| Tugas |
Tuliskan kembali seluruh baris di bawah ini, dari yang pertama hingga yang terakhir, tanpa mengubah satu huruf pun.

<<<<

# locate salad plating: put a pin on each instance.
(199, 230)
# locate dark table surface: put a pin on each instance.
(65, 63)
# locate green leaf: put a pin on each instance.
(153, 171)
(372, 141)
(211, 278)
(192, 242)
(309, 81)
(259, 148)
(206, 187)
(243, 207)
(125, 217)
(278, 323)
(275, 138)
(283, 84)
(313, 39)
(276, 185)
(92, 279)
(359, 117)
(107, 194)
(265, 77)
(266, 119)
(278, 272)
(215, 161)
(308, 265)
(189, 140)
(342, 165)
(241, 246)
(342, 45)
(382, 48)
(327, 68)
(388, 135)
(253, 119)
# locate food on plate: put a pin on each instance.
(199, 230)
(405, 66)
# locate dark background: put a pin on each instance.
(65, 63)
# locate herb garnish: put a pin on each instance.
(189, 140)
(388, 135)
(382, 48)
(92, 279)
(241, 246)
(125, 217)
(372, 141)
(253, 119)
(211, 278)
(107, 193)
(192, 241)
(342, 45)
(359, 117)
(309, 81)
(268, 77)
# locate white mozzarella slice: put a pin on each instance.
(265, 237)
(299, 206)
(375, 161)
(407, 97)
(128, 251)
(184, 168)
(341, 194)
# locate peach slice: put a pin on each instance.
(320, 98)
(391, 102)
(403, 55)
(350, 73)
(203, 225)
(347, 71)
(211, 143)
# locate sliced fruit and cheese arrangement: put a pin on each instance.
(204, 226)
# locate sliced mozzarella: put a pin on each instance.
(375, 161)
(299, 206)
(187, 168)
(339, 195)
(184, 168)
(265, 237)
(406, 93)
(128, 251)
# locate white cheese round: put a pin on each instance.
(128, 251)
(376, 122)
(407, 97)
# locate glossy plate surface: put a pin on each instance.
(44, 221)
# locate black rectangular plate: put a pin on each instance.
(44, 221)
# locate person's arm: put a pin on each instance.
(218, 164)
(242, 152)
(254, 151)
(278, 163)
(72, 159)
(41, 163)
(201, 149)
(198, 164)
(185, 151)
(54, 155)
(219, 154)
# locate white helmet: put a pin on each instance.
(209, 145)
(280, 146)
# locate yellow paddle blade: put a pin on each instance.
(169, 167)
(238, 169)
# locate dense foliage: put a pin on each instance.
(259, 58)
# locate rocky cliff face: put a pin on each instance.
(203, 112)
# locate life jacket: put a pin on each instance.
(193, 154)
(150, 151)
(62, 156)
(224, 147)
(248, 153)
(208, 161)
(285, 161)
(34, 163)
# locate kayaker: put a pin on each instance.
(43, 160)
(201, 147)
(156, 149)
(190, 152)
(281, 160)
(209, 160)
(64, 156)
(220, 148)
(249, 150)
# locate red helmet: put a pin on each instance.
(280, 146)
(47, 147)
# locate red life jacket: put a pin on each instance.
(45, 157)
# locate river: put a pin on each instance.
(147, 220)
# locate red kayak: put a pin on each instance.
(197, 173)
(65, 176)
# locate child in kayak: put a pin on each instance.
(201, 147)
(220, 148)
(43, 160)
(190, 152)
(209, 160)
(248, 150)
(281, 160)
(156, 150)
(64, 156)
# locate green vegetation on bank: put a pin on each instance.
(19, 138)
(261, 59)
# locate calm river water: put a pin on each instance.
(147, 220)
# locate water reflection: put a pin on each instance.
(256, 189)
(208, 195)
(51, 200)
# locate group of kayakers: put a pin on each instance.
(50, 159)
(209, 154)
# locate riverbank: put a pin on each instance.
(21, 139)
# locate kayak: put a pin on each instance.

>>>>

| Hasil yang Benar |
# locate salad plating: put a pin on each instance.
(199, 230)
# locate dark table surface: put a pin on each instance.
(65, 63)
# locate green leaf: put a pin on each instance.
(153, 171)
(372, 141)
(211, 278)
(192, 242)
(309, 81)
(259, 148)
(206, 187)
(243, 207)
(125, 217)
(278, 323)
(275, 138)
(283, 84)
(313, 39)
(276, 185)
(92, 279)
(359, 117)
(107, 194)
(265, 77)
(266, 119)
(278, 272)
(215, 161)
(308, 265)
(189, 140)
(342, 165)
(241, 246)
(342, 45)
(382, 48)
(327, 68)
(388, 135)
(253, 119)
# locate food on plate: put a pin on each instance.
(199, 230)
(405, 66)
# locate dark background: put a pin on each instance.
(65, 63)
# locate herb garnish: put a pin on each instance.
(189, 140)
(388, 135)
(382, 48)
(92, 279)
(241, 246)
(125, 217)
(372, 141)
(253, 119)
(211, 278)
(107, 193)
(192, 241)
(342, 45)
(359, 117)
(309, 81)
(268, 77)
# locate white mozzarella slice: put a pin on each instance.
(265, 237)
(299, 206)
(375, 161)
(407, 97)
(128, 251)
(184, 168)
(341, 194)
# locate peach slice: put a pin on each instance.
(320, 98)
(391, 102)
(403, 55)
(350, 73)
(203, 225)
(347, 71)
(211, 143)
# locate sliced fruit and cheese arrangement: put a pin on each instance.
(204, 226)
# locate sliced mozzarella: put a pin on each instance.
(375, 161)
(299, 206)
(187, 168)
(339, 195)
(184, 168)
(265, 237)
(406, 93)
(128, 251)
# locate white cheese round: put a pin on each instance.
(128, 251)
(376, 122)
(407, 97)
# locate glossy plate surface: put a pin on each instance.
(44, 221)
# locate black rectangular plate: put a pin on each instance.
(44, 221)
# locate person's arm: put a pin on each instance.
(218, 164)
(242, 152)
(254, 151)
(278, 163)
(72, 159)
(41, 163)
(201, 149)
(198, 164)
(185, 151)
(54, 155)
(219, 154)
# locate white helmet: put a pin on each instance.
(209, 145)
(280, 146)
# locate yellow paddle blade: put a pin on each instance.
(169, 167)
(238, 169)
# locate dense foliage: put a pin on each instance.
(259, 58)
# locate rocky cliff face: put a pin on each instance.
(203, 112)
# locate life jacket: put a pin on each instance.
(193, 154)
(150, 151)
(62, 156)
(224, 147)
(248, 153)
(208, 161)
(285, 161)
(34, 163)
# locate kayaker: put a pin on each instance.
(43, 160)
(201, 147)
(156, 149)
(190, 152)
(281, 160)
(209, 160)
(64, 156)
(220, 148)
(249, 150)
# locate red helmet: put a pin on each instance.
(280, 146)
(47, 147)
# locate red life jacket: put a pin on each instance.
(45, 157)
# locate river: put a pin on each instance.
(147, 220)
# locate red kayak: put a pin on each instance.
(197, 173)
(65, 176)
# locate child in kayak: put a pin on each instance.
(201, 147)
(220, 148)
(43, 160)
(190, 152)
(209, 160)
(248, 150)
(281, 160)
(156, 150)
(64, 156)
# locate green vegetation on bank: put a pin on each instance.
(19, 138)
(261, 59)
# locate calm river water: put a pin on each instance.
(147, 220)
# locate water reflection: put a pin on each instance.
(256, 189)
(208, 195)
(51, 200)
# locate group of kayakers: put a pin on each instance.
(50, 159)
(209, 154)
# locate riverbank: put a pin on each instance.
(21, 139)
# locate kayak: put a pin on each instance.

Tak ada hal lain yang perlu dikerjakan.